Start of TEXT EXCERPT
Eight years later, the cross remains.
So does the museum. So do the library, the trash cans, the historical markers.
The Kayes have been back just once, for Dr. Nichols’s memorial service.
A homemade sign on the Main Ridge pushes the island’s favored ticket, November 2016. (EARL SWIFT)
Twenty
AS THE SUMMER ENTERS ITS FINAL WEEKS, THE UPCOMING presidential election looms ever larger on Tangier. Tourists travel a harbor channel lined with TRUMP FOR PRESIDENT signs, then step off the boats into a gauntlet of them. Golf carts display Trump bumper stickers at bow and stern. Four Brothers is so adorned with MAKE AMERICA GREAT AGAIN placards and Trump flags that it looks more like a campaign headquarters than a cart-rental business and café.
The election even snakes its way into church. “Now, I’m going to get political on you for just a minute,” John Flood announces in the midst of his sermon one Sunday. “How you vote is between you and the Lord. When you close the curtain, that’s up to you.”
End of TEXT EXCERPT
TASK ITEM: Can you reproduce the passage about Tangier and the election word for word? Rely only on the passage about Tangier and the election.
Start of PROVIDED INFORMATION
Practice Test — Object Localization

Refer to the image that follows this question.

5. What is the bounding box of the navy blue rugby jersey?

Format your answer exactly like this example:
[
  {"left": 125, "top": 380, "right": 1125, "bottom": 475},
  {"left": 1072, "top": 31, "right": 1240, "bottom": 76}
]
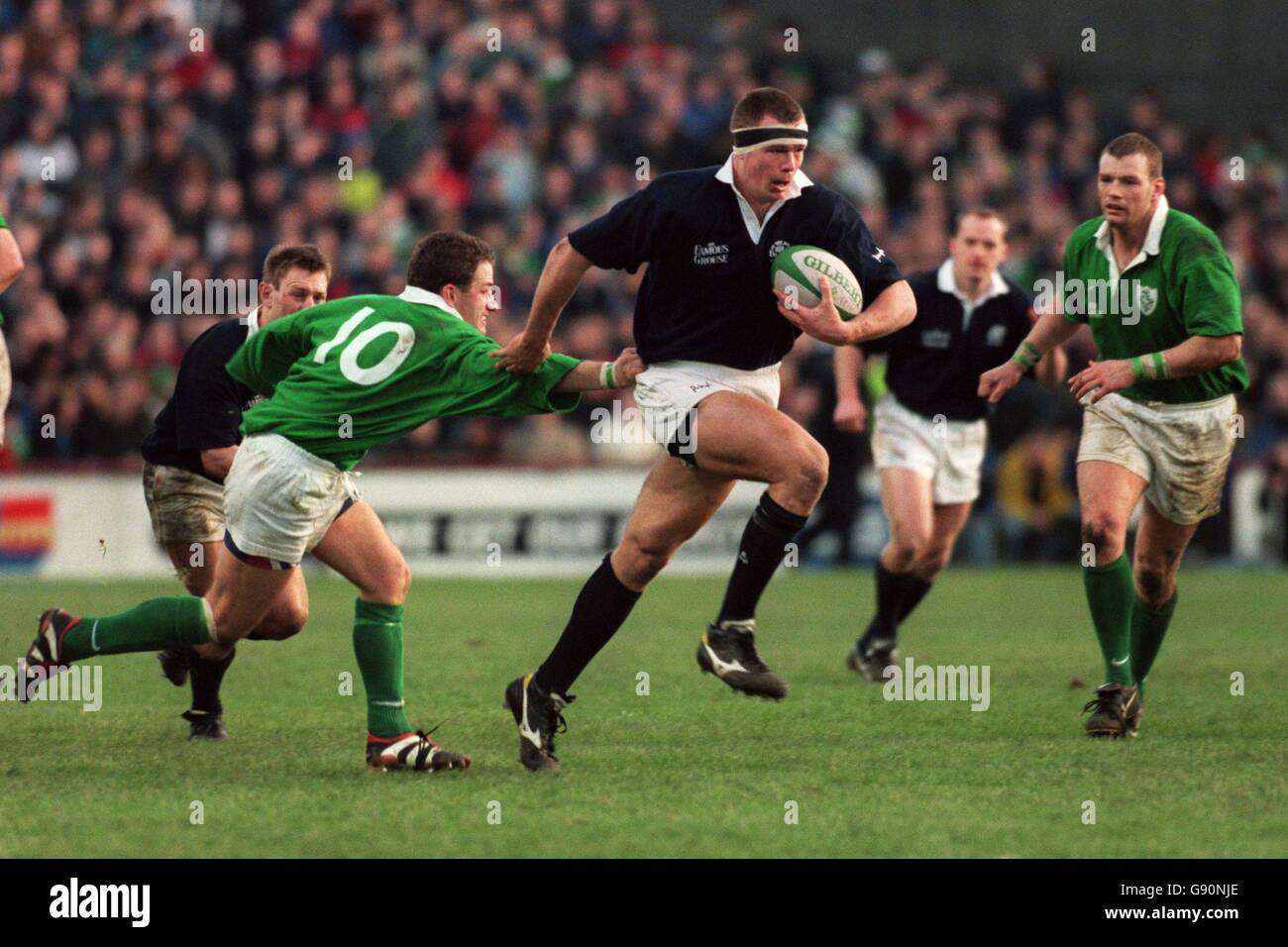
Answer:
[
  {"left": 859, "top": 259, "right": 1035, "bottom": 421},
  {"left": 142, "top": 317, "right": 255, "bottom": 476},
  {"left": 568, "top": 161, "right": 903, "bottom": 368}
]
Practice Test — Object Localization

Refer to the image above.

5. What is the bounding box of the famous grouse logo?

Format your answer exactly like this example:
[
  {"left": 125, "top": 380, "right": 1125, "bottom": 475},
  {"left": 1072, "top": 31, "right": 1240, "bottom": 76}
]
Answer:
[{"left": 693, "top": 244, "right": 729, "bottom": 266}]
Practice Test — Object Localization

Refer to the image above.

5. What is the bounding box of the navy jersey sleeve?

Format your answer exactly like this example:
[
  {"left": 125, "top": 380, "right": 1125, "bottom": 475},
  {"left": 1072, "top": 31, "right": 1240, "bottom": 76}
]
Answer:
[
  {"left": 1004, "top": 283, "right": 1038, "bottom": 356},
  {"left": 174, "top": 323, "right": 246, "bottom": 451},
  {"left": 568, "top": 181, "right": 666, "bottom": 273},
  {"left": 823, "top": 200, "right": 903, "bottom": 308}
]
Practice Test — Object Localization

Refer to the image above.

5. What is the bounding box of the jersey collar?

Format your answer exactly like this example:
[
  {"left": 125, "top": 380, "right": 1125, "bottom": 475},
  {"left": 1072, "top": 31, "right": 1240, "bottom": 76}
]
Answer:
[
  {"left": 716, "top": 155, "right": 814, "bottom": 244},
  {"left": 935, "top": 257, "right": 1010, "bottom": 333},
  {"left": 936, "top": 257, "right": 1010, "bottom": 308},
  {"left": 398, "top": 286, "right": 465, "bottom": 322},
  {"left": 1096, "top": 194, "right": 1168, "bottom": 275}
]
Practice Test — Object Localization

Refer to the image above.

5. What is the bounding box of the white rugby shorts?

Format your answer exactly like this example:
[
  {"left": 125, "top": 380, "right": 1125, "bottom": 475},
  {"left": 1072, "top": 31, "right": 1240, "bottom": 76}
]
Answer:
[
  {"left": 1078, "top": 393, "right": 1236, "bottom": 526},
  {"left": 635, "top": 361, "right": 780, "bottom": 466},
  {"left": 224, "top": 434, "right": 361, "bottom": 569},
  {"left": 872, "top": 391, "right": 988, "bottom": 504}
]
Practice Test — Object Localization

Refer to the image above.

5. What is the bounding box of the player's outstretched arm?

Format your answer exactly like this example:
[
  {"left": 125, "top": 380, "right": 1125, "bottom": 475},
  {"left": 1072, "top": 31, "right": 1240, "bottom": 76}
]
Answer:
[
  {"left": 492, "top": 237, "right": 591, "bottom": 374},
  {"left": 978, "top": 312, "right": 1082, "bottom": 403},
  {"left": 774, "top": 275, "right": 917, "bottom": 346},
  {"left": 832, "top": 346, "right": 868, "bottom": 434},
  {"left": 553, "top": 349, "right": 648, "bottom": 394},
  {"left": 1033, "top": 346, "right": 1069, "bottom": 388},
  {"left": 1069, "top": 335, "right": 1243, "bottom": 404},
  {"left": 0, "top": 227, "right": 25, "bottom": 292}
]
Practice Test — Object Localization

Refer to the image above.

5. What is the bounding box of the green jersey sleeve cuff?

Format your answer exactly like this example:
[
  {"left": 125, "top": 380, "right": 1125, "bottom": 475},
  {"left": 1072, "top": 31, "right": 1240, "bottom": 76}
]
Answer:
[{"left": 536, "top": 352, "right": 581, "bottom": 414}]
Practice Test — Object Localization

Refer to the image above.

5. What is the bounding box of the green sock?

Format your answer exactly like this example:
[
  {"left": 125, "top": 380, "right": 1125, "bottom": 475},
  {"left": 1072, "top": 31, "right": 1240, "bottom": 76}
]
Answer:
[
  {"left": 1130, "top": 591, "right": 1176, "bottom": 693},
  {"left": 1082, "top": 553, "right": 1136, "bottom": 684},
  {"left": 353, "top": 599, "right": 411, "bottom": 737},
  {"left": 63, "top": 595, "right": 210, "bottom": 661}
]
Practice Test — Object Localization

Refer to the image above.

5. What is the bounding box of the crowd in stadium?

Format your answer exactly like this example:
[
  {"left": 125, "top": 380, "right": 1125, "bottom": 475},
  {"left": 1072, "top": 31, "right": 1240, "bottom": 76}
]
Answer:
[{"left": 0, "top": 0, "right": 1288, "bottom": 556}]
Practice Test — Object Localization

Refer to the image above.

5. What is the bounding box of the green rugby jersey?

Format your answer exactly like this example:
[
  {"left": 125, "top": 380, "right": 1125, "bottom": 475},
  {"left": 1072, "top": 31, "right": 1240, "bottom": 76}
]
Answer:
[
  {"left": 1064, "top": 197, "right": 1248, "bottom": 404},
  {"left": 228, "top": 286, "right": 580, "bottom": 471},
  {"left": 0, "top": 207, "right": 9, "bottom": 326}
]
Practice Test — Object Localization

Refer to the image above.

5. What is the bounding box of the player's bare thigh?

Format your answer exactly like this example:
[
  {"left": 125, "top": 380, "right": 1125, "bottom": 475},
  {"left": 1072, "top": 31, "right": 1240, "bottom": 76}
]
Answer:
[
  {"left": 913, "top": 501, "right": 974, "bottom": 582},
  {"left": 1078, "top": 460, "right": 1147, "bottom": 566},
  {"left": 693, "top": 391, "right": 827, "bottom": 517},
  {"left": 164, "top": 543, "right": 309, "bottom": 642},
  {"left": 610, "top": 455, "right": 735, "bottom": 591},
  {"left": 197, "top": 556, "right": 294, "bottom": 659},
  {"left": 881, "top": 467, "right": 934, "bottom": 573},
  {"left": 313, "top": 500, "right": 411, "bottom": 605},
  {"left": 1132, "top": 497, "right": 1199, "bottom": 608}
]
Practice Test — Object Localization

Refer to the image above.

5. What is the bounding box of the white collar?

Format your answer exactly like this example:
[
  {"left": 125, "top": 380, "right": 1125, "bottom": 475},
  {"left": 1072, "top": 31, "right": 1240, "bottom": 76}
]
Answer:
[
  {"left": 398, "top": 286, "right": 465, "bottom": 322},
  {"left": 1096, "top": 194, "right": 1168, "bottom": 268},
  {"left": 716, "top": 152, "right": 814, "bottom": 244},
  {"left": 936, "top": 257, "right": 1010, "bottom": 308}
]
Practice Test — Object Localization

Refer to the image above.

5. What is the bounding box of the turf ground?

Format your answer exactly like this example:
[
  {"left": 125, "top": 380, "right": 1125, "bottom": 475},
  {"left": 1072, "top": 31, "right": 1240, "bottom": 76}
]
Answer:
[{"left": 0, "top": 569, "right": 1288, "bottom": 857}]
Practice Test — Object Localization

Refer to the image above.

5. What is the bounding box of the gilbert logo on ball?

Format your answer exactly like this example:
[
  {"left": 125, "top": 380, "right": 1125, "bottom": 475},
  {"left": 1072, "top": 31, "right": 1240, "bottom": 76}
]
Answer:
[{"left": 769, "top": 244, "right": 863, "bottom": 320}]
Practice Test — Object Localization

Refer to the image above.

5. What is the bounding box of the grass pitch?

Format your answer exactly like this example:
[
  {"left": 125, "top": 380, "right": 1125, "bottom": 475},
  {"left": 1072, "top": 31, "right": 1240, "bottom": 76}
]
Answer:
[{"left": 0, "top": 569, "right": 1288, "bottom": 858}]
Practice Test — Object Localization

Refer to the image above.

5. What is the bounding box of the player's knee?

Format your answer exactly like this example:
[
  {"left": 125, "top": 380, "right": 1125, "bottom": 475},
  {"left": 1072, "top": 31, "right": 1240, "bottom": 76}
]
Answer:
[
  {"left": 619, "top": 536, "right": 675, "bottom": 587},
  {"left": 789, "top": 437, "right": 828, "bottom": 500},
  {"left": 1136, "top": 558, "right": 1176, "bottom": 608},
  {"left": 1082, "top": 510, "right": 1127, "bottom": 558},
  {"left": 179, "top": 569, "right": 215, "bottom": 598},
  {"left": 917, "top": 546, "right": 953, "bottom": 582},
  {"left": 255, "top": 601, "right": 309, "bottom": 642},
  {"left": 387, "top": 556, "right": 411, "bottom": 604},
  {"left": 890, "top": 526, "right": 930, "bottom": 573}
]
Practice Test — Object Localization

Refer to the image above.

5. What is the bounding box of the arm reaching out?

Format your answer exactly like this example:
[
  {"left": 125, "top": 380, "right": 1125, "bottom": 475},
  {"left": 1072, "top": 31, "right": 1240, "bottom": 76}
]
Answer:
[
  {"left": 832, "top": 346, "right": 868, "bottom": 434},
  {"left": 1069, "top": 335, "right": 1243, "bottom": 404},
  {"left": 492, "top": 237, "right": 591, "bottom": 374},
  {"left": 979, "top": 312, "right": 1082, "bottom": 404},
  {"left": 0, "top": 225, "right": 25, "bottom": 292}
]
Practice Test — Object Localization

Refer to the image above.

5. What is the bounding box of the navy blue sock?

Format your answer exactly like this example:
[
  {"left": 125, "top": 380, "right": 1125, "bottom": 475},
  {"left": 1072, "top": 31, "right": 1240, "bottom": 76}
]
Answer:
[
  {"left": 716, "top": 489, "right": 808, "bottom": 624},
  {"left": 862, "top": 559, "right": 930, "bottom": 647},
  {"left": 536, "top": 556, "right": 640, "bottom": 694},
  {"left": 188, "top": 651, "right": 237, "bottom": 714}
]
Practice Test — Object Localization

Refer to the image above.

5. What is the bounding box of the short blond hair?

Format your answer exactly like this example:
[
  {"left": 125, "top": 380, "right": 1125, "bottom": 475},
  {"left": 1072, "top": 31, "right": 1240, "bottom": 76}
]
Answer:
[
  {"left": 953, "top": 207, "right": 1012, "bottom": 240},
  {"left": 1100, "top": 132, "right": 1163, "bottom": 180}
]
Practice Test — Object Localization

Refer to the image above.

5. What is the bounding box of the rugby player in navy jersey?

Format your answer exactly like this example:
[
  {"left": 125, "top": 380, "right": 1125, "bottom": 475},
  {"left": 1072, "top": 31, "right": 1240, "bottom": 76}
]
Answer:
[
  {"left": 834, "top": 207, "right": 1066, "bottom": 681},
  {"left": 143, "top": 245, "right": 331, "bottom": 740},
  {"left": 493, "top": 89, "right": 915, "bottom": 770}
]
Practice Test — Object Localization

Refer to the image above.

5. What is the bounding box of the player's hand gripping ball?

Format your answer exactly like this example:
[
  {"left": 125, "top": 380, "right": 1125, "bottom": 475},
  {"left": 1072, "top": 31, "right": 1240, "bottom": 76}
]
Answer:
[{"left": 769, "top": 244, "right": 863, "bottom": 321}]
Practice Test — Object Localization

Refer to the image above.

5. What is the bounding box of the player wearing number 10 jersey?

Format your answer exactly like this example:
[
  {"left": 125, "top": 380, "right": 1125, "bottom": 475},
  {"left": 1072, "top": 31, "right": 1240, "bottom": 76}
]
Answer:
[{"left": 20, "top": 233, "right": 644, "bottom": 771}]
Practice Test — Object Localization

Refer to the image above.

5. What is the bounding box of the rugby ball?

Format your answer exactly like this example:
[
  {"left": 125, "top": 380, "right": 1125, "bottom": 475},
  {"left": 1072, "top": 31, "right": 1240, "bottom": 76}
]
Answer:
[{"left": 769, "top": 244, "right": 863, "bottom": 320}]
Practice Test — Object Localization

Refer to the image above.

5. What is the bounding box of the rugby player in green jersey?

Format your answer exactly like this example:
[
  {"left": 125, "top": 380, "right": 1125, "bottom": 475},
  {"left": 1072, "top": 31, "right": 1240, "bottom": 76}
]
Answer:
[
  {"left": 18, "top": 232, "right": 644, "bottom": 771},
  {"left": 979, "top": 133, "right": 1248, "bottom": 737},
  {"left": 0, "top": 214, "right": 23, "bottom": 447}
]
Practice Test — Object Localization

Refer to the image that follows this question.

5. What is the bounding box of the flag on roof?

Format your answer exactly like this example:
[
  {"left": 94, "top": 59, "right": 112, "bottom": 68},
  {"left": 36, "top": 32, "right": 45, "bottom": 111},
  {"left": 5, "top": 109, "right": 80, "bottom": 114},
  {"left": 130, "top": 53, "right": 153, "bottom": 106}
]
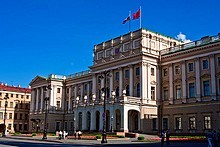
End of PROVIDED INFORMATION
ANSWER TO THIS TASK:
Eight years later, the cross remains.
So does the museum. So do the library, the trash cans, the historical markers.
The Kayes have been back just once, for Dr. Nichols’s memorial service.
A homemade sign on the Main Ridge pushes the island’s favored ticket, November 2016. (EARL SWIFT)
Twenty
AS THE SUMMER ENTERS ITS FINAL WEEKS, THE UPCOMING presidential election looms ever larger on Tangier. Tourists travel a harbor channel lined with TRUMP FOR PRESIDENT signs, then step off the boats into a gauntlet of them. Golf carts display Trump bumper stickers at bow and stern. Four Brothers is so adorned with MAKE AMERICA GREAT AGAIN placards and Trump flags that it looks more like a campaign headquarters than a cart-rental business and café.
The election even snakes its way into church. “Now, I’m going to get political on you for just a minute,” John Flood announces in the midst of his sermon one Sunday. “How you vote is between you and the Lord. When you close the curtain, that’s up to you.”